>> BEGIN Text block

Be Suskind to Bush
June 20th, 2006I’m not afraid to say it: Ron Suskind is the best journalist currently covering the Bush Administration. The Price of Loyalty is a book that every American should read so as to understand the manner in which the Bush White House operates. But, before we get to his newest book, The One-Percent Doctrine, the Washington Post has insight to the Administration’s character.
Just after the lightning takeover of Baghdad by U.S. forces three years ago, an unusual two-page document spewed out of a fax machine at the Near East bureau of the State Department. It was a proposal from Iran for a broad dialogue with the United States, and the fax suggested everything was on the table — including full cooperation on nuclear programs, acceptance of Israel and the termination of Iranian support for Palestinian militant groups. But top Bush administration officials, convinced the Iranian government was on the verge of collapse, belittled the initiative. Instead, they formally complained to the Swiss ambassador who had sent the fax with a cover letter certifying it as a genuine proposal supported by key power centers in Iran, former administration officials said.
As my friends at This Century Sucks put it, why negotiate from a position of strength when you can negotiate years later in a quagmire? The Post revealed that Iran was intimidated by the fact that we’d defeated an army in three weeks that they’d stalemated against in eight years, but the Bush Administration took no note of this and merely laughed it off, assuming that Iran was on the verge of collapse, just like they did for years with North Korea. How reassuring.

>> END Text block
>> BEGIN Dataset section

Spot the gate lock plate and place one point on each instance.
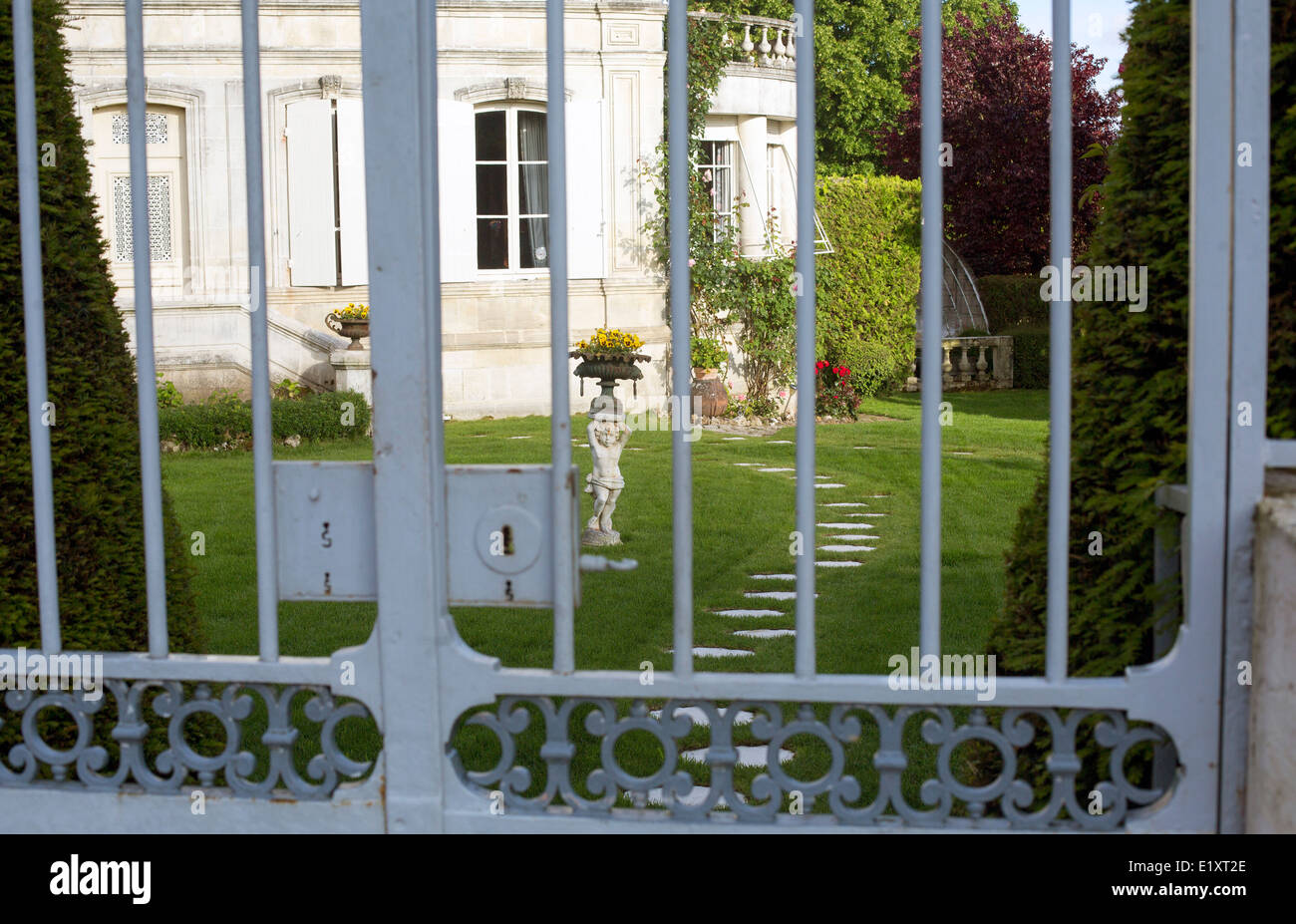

>> END Dataset section

• _Short problem 1_
In the post about the Iranian proposal, who sent the fax to the State Department?
• _Short problem 2_
Translate this sentence from the post about the Bush Administration into Spanish: "I’m not afraid to say it: Ron Suskind is the best journalist currently covering the Bush Administration."

• _Task answer 1_
The Swiss ambassador sent it.

• _Task answer 2_
No tengo miedo de decirlo: Ron Suskind es el mejor periodista que cubre actualmente la administración Bush.